指示 –
A) 日銀の金融政策についての本文から、「金利ターゲット」の中身として箇条書きされている項目をすべて挙げよ。
B) 日銀の金融政策についての本文によると、「金利ターゲット」の導入はどの会合で決まったか。
C) 日銀の金利ターゲットと住宅ローン金利についての本文を、最後の文の後から書き進めよ。

本文 –
┌────────

日銀は政府の意向を受けて動くため、「物価上昇 → 企業収益アップ → 給与アップ → 消費増加」というアベノミクスを成功させるために金融政策を行っています。
このまま、アベノミクスが実現できなければ、日銀総裁のクビも危ういのです。なりふり構っていられないという要因でマイナス金利拡大を進めてしまう可能性があるのです。]
日銀の金利ターゲットの住宅ローン金利への影響
前述したように日銀は
- マイナス金利を推しすすめるためには銀行からの圧力が大きい → マイナス金利が国債金利にも波及し、銀行や保険会社の経営状況が悪化した
- 国債買い入れは辞められない → 辞めたら投資家に見限られて円高株安になってしまい、アベノミクスが失敗に終わる
という板挟みの状況に陥っていました。
そこで9月20日の金融政策決定会合で「金利ターゲット」という金融政策の導入を決めたのです。
金利ターゲットとは
- 国債買い入れの総額は維持する
- 短期の国債の買い入れ量を増やす→ 国債金利は低下
- 長期の国債の買い入れ量を減らす → 国債金利は上昇
- → 10年もの国債金利を0.0%になるように国債買い入れをすること
という金融政策のことです。
- 銀行や保険会社などの資産運用に影響を与えるのは長期の国債金利ですので、それをマイナスからプラスに移行させることで銀行や保険会社には「マイナス金利の影響を減らしましたよ。」と言い
- 短期の国債金利の購入を増やすことで銀行融資などの金利が下がるため、政府には「企業への融資が加速します。」と言い
- 国債買い入れの総額を維持することで、投資家には「国債買い入れは続けますよ。限界じゃないですよ。」と言う
どっちつかずの金融政策になってしまっています。
金利ターゲット自体が日銀が「10年もの国債金利を0.0%とする」と決められるものではなく、市場参加者の取引の結果でしかないため、どこまで狙い通りに金利をコントロールできるのかも不明なのですが
金利ターゲットが上手くいけば、住宅ローン金利は
- 当初2年、3年、5年の住宅ローン金利はさらに低下する
- 当初10年以上の住宅ローン金利はやや上昇する
可能性が高いのです。

└────────

データ一覧 –
┌────────

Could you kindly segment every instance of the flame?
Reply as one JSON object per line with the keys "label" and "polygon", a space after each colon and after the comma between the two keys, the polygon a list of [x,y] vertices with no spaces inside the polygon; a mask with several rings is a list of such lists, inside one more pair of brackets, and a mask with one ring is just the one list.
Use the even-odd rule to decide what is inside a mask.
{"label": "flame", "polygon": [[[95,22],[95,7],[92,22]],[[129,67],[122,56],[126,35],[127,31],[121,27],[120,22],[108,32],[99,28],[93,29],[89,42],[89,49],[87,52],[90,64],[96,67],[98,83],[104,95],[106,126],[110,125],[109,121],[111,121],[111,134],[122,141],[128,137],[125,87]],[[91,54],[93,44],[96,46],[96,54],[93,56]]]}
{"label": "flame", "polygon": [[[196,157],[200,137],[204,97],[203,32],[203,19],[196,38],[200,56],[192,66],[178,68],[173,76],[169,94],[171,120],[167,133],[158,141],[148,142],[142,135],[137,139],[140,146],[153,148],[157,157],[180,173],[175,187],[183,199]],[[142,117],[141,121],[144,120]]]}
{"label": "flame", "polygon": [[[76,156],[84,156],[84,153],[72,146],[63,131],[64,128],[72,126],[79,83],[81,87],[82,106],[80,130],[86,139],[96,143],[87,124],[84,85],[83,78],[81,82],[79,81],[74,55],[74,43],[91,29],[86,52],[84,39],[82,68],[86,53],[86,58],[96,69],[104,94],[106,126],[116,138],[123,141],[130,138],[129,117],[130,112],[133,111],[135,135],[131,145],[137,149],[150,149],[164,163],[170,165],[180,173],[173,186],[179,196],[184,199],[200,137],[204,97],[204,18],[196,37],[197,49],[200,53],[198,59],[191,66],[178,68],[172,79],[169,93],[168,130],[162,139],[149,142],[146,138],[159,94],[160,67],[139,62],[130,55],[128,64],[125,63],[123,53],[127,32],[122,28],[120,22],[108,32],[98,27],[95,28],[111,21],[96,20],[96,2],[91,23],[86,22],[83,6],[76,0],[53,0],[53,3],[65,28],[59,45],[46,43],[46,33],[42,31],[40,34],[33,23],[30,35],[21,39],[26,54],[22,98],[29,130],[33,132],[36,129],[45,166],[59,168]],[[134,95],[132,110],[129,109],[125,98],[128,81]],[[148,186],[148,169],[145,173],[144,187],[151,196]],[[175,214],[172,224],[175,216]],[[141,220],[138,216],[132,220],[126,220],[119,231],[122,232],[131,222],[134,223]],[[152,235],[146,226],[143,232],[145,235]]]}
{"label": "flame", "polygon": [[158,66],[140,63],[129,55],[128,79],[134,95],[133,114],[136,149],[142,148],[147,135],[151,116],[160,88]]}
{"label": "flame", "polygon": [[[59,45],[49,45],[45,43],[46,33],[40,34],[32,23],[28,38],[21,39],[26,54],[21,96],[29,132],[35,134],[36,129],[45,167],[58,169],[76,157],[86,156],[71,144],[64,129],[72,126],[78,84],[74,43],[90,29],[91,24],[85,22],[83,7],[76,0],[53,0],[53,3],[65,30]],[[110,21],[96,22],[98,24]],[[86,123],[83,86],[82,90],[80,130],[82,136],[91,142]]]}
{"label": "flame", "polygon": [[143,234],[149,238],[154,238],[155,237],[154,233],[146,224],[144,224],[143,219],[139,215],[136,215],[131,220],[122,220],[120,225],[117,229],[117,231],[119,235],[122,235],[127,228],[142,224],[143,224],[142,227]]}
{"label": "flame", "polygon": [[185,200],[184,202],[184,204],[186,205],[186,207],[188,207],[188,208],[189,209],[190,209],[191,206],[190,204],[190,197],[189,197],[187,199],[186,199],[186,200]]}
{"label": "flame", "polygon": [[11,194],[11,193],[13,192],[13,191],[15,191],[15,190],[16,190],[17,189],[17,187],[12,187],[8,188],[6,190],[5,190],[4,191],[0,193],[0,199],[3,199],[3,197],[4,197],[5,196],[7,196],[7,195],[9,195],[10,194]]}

└────────

回答 –
A)
・国債買い入れの総額を維持する
・短期の国債の買い入れ量を増やす（国債金利は低下）
・長期の国債の買い入れ量を減らす（国債金利は上昇）
・10年もの国債金利が0.0%になるように国債を買い入れる

B) 9月20日の金融政策決定会合。

C)
英国のEU離脱が起こすユーロ安と他国への影響
2016年6月に英国でEU離脱の国民投票が行われ「離脱」が52%で勝利をしました。
英国はEU加盟による移民の受け入れで、自国民の失業率が増え、低所得層に不満が高まってしまったことがこの結果を招いたのです。
EUに参加していることで、EU内でのビジネスや人、お金の移動がスムーズになりそれが経済的にプラスになっている側面もありながら、自国の利益が脅かされていると考える人が多いのです。
実際には、この現象は英国だけではないのです。フランスでも、ドイツでも、「EUに多額の予算を払って、他の貧しいEU参加国の面倒を見るのはおかしい。」と考える方がかなりの数いるのです。
今回の英国国民投票の結果は、他のEU参加国のEU離脱推進派に勢いを与えるものであり、同じような事例が増える可能性があるのです。
そうなれば
- ユーロ安
- 離脱した国の通貨安
- ユーロ圏の国の株安
- 円高/株安
と日本経済にも大きな影響を与えるのです。
世界経済が悪化する → 日本国債の買い手が増える → 国債金利低下 → 住宅ローン金利低下
となります。
円高/株安 → 日銀は追加緩和・マイナス金利拡大 → 国債金利低下 → 住宅ローン金利低下
です。
二重、三重に国債金利の低下による住宅ローン金利低下を引き起こす火種が存在しているのです。
トランプ大統領就任によるドル高/円安で住宅ローン金利は上昇する?
2016年10月8日のアメリカ大統領選でトランプ大統領就任が決定しました。一時的にトランプ氏の過激な発言を危惧して、ドル安になったのですがすぐに反転し、ドル高/円安になっています。投資家はトランプ大統領就任のインフラ投資の拡大と大規模減税に好感を示し、ドル買いに動いたのです。
結果として、2016年は年末にかけて
ドル高/円安 → 株高 → 国債金利上昇 → 住宅ローン金利上昇
という動きが出ています。
1年間の長期金利推移/2016年12月時点
とはいえ、このまま住宅ローン金利が上昇するかというとそうではありません。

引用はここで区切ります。